- **Task statement**: Extract the full text about the Getty grant to study a 14th-century diptych and reproduce it word for word.

A University of Texas at Dallas art historian has received a grant from the Getty Foundation to study a 14th-century panel painting that could provide insights into the devotional use of such art, as well as female patronage.
Dr. Sarah Kozlowski, clinical assistant professor of art history and associate director of the UT Dallas Edith O’Donnell Institute of Art History (EODIAH), will study the “Diptych of Delphine de Signe,” which is housed at the Getty Museum in Los Angeles. The Getty Foundation’s $3,000 grant will allow Kozlowski to spend more than two weeks at the museum in February.
“Sitting down with conservators and conservation scientists at the Getty will help me understand more about the physical condition of this object — how it was held, touched, manipulated and used,” she said. “That’s where the magic happens for me as an art historian.”
Kozlowski, who is also the director of EODIAH’s Center for the Art and Architectural History of Port Cities in Naples, Italy, said the “Diptych of Delphine de Signe” likely was created around 1340 in Naples by a workshop of painters who worked in Naples and Genoa. The piece consists of two panels, held together with hinges, and features painting on the front as well as the reverse side. She said it is among relatively few surviving examples of panel painting from Naples.
In addition to studying how the piece was folded, shown and transported, Kozlowski is interested in the patronage that allowed the piece to be created.
“It’s kind of a confluence of things — an object that seems to be a painting but not a painting, in a folding format, with a female patron, and the fact that it traveled from Italy to southern France,” she said.
Kozlowski’s research focuses on late medieval and Renaissance Naples in its broader geographic and cultural contexts, exploring how artworks’ mobilities, materialities and formats generate meaning.

[Stored data entries]
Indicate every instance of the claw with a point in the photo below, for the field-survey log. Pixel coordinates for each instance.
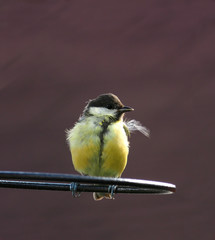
(73, 189)
(112, 191)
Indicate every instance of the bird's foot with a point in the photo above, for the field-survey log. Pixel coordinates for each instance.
(111, 191)
(73, 189)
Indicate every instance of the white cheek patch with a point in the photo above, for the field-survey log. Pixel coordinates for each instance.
(100, 111)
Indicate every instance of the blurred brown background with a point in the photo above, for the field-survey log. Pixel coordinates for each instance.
(158, 57)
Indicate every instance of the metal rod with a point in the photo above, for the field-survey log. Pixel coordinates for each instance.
(80, 187)
(128, 182)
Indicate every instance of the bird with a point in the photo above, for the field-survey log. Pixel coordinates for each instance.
(99, 140)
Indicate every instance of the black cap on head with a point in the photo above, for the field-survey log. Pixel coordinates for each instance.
(108, 100)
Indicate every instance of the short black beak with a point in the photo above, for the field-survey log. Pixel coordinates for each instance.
(126, 109)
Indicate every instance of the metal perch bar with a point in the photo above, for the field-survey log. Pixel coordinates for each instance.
(84, 183)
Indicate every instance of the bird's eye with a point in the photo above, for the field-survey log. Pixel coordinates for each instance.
(109, 106)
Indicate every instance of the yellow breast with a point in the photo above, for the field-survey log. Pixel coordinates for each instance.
(85, 145)
(115, 150)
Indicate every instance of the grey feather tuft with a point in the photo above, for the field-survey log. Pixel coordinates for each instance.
(134, 125)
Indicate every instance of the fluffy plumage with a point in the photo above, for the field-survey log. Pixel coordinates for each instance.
(99, 140)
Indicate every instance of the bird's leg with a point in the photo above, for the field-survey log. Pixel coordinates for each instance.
(112, 191)
(73, 189)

- **Solution for this problem**:
A University of Texas at Dallas art historian has received a grant from the Getty Foundation to study a 14th-century panel painting that could provide insights into the devotional use of such art, as well as female patronage.
Dr. Sarah Kozlowski, clinical assistant professor of art history and associate director of the UT Dallas Edith O’Donnell Institute of Art History (EODIAH), will study the “Diptych of Delphine de Signe,” which is housed at the Getty Museum in Los Angeles. The Getty Foundation’s $3,000 grant will allow Kozlowski to spend more than two weeks at the museum in February.
“Sitting down with conservators and conservation scientists at the Getty will help me understand more about the physical condition of this object — how it was held, touched, manipulated and used,” she said. “That’s where the magic happens for me as an art historian.”
Kozlowski, who is also the director of EODIAH’s Center for the Art and Architectural History of Port Cities in Naples, Italy, said the “Diptych of Delphine de Signe” likely was created around 1340 in Naples by a workshop of painters who worked in Naples and Genoa. The piece consists of two panels, held together with hinges, and features painting on the front as well as the reverse side. She said it is among relatively few surviving examples of panel painting from Naples.
In addition to studying how the piece was folded, shown and transported, Kozlowski is interested in the patronage that allowed the piece to be created.
“It’s kind of a confluence of things — an object that seems to be a painting but not a painting, in a folding format, with a female patron, and the fact that it traveled from Italy to southern France,” she said.
Kozlowski’s research focuses on late medieval and Renaissance Naples in its broader geographic and cultural contexts, exploring how artworks’ mobilities, materialities and formats generate meaning.